SOURCE TEXT:
§

Although the strategies are vastly different, the results at both institutions have been remarkably similar. Last year Itaú boosted its net income, excluding extraordinary items, by 15.9 percent, to 7.18 billion reais ($4 billion); consumer lending led the way with a 34.8 percent increase, paced by strong growth in credit cards and auto loans. Bradesco, meanwhile, posted a 13.3 percent rise in earnings, to R$7.21 billion.

In terms of market capitalization, Bradesco ranks 17th among the world’s banks, and Itaú is 20th. At a time when the share prices of global banks have been hammered by concerns about the worsening credit crisis, the Brazilians have benefited from strong performance at home and a continued appetite from international investors. Bradesco’s share price climbed 6.77 percent over the past 12 months, to R$44.13 on March 26, giving the bank a market value of R$101.8 billion, or $58.4 billion; Itaú’s shares rose 9.48 percent over the same period, to R$41, giving it a value of R$98.6 billion, or $56.6 billion. By contrast, Citigroup’s market cap has plummeted from $260 billion to $118 billion.

Thus far, says Mario Pierry, a New York–based banking analyst for Deutsche Bank, “the Brazilian banks have come out of the global financial crisis unscathed.” Unlike U.S. and European financial institutions, says Setúbal, “Brazilian banks haven’t been affected at all by the subprime crisis — we have no assets in that business.” Moreover, Brazilian banks enjoy high liquidity, a good funding profile (with less than 10 percent of revenues and profits coming from abroad) and continued prospects of high lending growth. This rosy scenario could change if global prices for Brazilian minerals and agricultural commodities — key factors in the country’s recent GDP growth — fall because of a worldwide recession. But for now Brazil’s banks are strong on all fronts. Itaú and Bradesco have BBB– ratings from Standard & Poor’s — higher than the BB+ rating it gives to Brazil.

§

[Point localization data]
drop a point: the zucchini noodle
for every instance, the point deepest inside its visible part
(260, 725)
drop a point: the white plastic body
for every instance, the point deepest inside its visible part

§

EXERCISES TO COMPLETE:
(1) In the passage on Brazilian banks, what rating does Standard & Poor's give to Itaú and Bradesco?
(2) Name every bank mentioned in the passage on Brazilian banks.
(3) Resume the passage on Brazilian banks, continuing after its last sentence.

LIST OF ANSWERS:
(1) BBB–

(2) Itaú, Bradesco, Citigroup, Deutsche Bank

(3)
With profits rising and new opportunities opening up at home and abroad, Itaú and Bradesco are reacting very much in character. At the more inward-looking Bradesco, the global crisis means there is less reason to worry that foreign competitors are looming on the Brazilian banking horizon and more reason to focus on lucrative domestic markets. The strong performance explains why Setúbal and Cypriano are relaxed about the biggest acquisition in Brazil’s history: the purchase of Banco Real by Spain’s Grupo Santander as part of the record-breaking €71.4 billion ($105 billion) buyout of ABN Amro last year. The combination of Real with Santander’s small existing Brazilian operation will create the country’s third-largest private sector lender by branches and loan volume and a powerful rival to Brazil’s financial heavyweights — state-owned Banco do Brasil, Itaú and Bradesco.

“This is the most important event in the Brazilian financial market in the past decade,” acknowledges Setúbal. “But it will be two years or so before it becomes a fully integrated, operational bank.” Cypriano contends that Santander-Real will have its hands full trying to maintain the combined market share of its two franchises against inroads by Bradesco, Itaú and other players. “We have plenty of time to take the measures necessary to continue growing,” says the Bradesco CEO. He is keeping his focus squarely on the domestic market, which he believes offers the best opportunities for continued expansion, and will consider opportunities beyond Brazil’s borders only where they support its key market. Bradesco’s foreign presence is largely confined to wholesale banking and includes ten offices that help finance trade for large Brazilian corporate clients. ‘‘We will not become involved in retail business abroad,” says Cypriano.

Many analysts agree that the two domestic banking leaders are more than ready to meet the competitive challenge posed by Santander. “There is no reason for Bradesco or Itaú to be nervous about the Santander acquisition or to change their strategies because of it,” says Tamara Berenholc, a São Paulo–based credit analyst for S&P.

Setúbal and Cypriano are at the forefront of a transformation that has turned Brazil’s banking sector from a poorly capitalized, crisis-prone backwater into one of the most dynamic and profitable financial sectors among the world’s emerging-markets economies. The banks spent much of the 1980s and ’90s struggling to cope with hyperinflation and emerged stronger for the challenge. Today fiscal and monetary policies have slashed inflation to the single digits, and record commodities prices are fueling a surge in growth. Brazil’s banks are taking advantage of the new prosperity by expanding their networks and feeding the burgeoning demand for credit.

Bradesco and Itaú were historically protected from foreign competition. A constitutional amendment in 1988 allowed foreigners to purchase Brazilian banks, but the market didn’t truly open until the repeal of other protectionist measures in 1995. However, that didn’t lead to a victory lap by global banks. “Foreign banks always overestimated themselves and believed they were technically superior to us lowly natives,” says former Finance minister Delfim Netto.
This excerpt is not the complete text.